TASK DETAILS – Copy the lines starting with the one that contains "utility pole in the photo above." and running through the last of the lines below, with both ends included.

DATA EXTRACT –
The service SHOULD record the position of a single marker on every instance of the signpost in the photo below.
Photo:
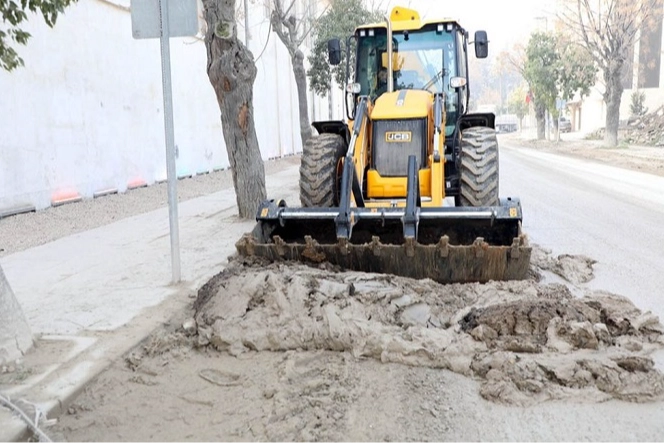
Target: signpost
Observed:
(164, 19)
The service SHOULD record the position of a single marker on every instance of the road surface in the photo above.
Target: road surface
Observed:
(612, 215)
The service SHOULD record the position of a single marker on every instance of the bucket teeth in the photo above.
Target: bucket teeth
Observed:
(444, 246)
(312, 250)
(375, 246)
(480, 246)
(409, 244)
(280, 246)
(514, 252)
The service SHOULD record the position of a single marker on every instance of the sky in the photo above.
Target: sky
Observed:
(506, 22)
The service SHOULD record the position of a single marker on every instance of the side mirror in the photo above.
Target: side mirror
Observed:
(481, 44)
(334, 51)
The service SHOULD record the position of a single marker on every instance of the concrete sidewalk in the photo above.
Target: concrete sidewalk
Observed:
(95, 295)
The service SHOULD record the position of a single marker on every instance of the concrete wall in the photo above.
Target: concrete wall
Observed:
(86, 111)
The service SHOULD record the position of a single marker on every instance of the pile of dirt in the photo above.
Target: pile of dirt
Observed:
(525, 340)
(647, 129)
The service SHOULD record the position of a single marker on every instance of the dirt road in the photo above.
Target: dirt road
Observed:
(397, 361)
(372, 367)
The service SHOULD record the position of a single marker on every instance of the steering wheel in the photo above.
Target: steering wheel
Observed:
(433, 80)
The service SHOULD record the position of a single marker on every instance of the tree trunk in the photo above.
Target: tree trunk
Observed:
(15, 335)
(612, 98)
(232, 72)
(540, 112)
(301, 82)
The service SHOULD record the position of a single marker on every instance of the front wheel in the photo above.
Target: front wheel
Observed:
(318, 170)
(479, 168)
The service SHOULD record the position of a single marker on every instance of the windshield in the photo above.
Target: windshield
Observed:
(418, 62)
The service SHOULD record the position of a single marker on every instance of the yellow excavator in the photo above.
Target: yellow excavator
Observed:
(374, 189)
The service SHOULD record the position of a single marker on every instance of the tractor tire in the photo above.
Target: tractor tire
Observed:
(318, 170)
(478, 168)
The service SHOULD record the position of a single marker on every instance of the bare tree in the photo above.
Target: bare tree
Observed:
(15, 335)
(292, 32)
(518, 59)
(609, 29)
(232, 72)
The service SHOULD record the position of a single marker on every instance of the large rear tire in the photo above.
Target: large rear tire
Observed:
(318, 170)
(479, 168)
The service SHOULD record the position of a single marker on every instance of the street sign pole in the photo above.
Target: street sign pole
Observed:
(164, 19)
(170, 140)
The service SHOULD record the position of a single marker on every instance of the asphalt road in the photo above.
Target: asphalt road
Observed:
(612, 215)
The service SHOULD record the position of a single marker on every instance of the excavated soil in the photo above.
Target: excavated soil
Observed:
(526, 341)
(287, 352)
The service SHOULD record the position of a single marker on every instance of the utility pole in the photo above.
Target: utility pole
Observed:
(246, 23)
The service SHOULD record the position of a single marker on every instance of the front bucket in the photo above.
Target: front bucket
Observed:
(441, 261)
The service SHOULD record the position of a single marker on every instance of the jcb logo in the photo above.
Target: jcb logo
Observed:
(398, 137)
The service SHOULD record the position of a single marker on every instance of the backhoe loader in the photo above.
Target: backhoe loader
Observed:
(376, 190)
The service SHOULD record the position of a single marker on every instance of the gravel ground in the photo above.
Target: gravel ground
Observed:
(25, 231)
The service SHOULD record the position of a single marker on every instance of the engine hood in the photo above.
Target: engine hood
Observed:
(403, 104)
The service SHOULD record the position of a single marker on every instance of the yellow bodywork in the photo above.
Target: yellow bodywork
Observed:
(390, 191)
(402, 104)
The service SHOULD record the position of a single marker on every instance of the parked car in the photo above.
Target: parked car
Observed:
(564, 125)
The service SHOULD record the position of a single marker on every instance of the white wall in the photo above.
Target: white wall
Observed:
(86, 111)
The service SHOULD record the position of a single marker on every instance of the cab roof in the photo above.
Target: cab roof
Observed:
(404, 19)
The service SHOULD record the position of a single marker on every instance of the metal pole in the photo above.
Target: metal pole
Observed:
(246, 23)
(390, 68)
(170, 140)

FULL RESPONSE –
The service SHOULD record the position of a single marker on every instance of the utility pole in the photo above.
Target: utility pole
Observed:
(246, 23)
The service SHOULD record the position of a single marker on every instance of the front bucket in the photo above.
Target: front bucket
Observed:
(441, 261)
The service SHOULD record the position of a single marker on every instance of the jcb logo in the photo above.
Target: jcb logo
Observed:
(398, 137)
The service SHOULD record the position of a single marker on every instance of the backhoe loader in the photo above.
Target: backhoe loader
Observed:
(376, 190)
The service SHOULD record the position of a single marker on every instance of the gravel ground in the photo above.
Target: gravel ground
Observed:
(25, 231)
The service SHOULD record the position of a single marker on every instance of the engine hood in the photo above.
Target: engine hood
Observed:
(403, 104)
The service SHOULD record the position of a single marker on every instance of the yellow bodywork in the photo above.
Target: yellow bodywork
Observed:
(390, 191)
(402, 104)
The service SHOULD record the position of a single marker on every instance of the parked car in the photo above.
Target: parked car
Observed:
(564, 125)
The service SHOULD record the position of a single marker on every instance of the white wall in the photo above.
Target: white wall
Observed:
(86, 111)
The service SHOULD record the position of a single marker on every instance of the cab roof in the photo above.
Target: cab roof
Observed:
(404, 19)
The service SHOULD record the position of a single marker on every instance of the metal pole in the photo above.
Target: metal pole
Observed:
(246, 23)
(390, 68)
(170, 140)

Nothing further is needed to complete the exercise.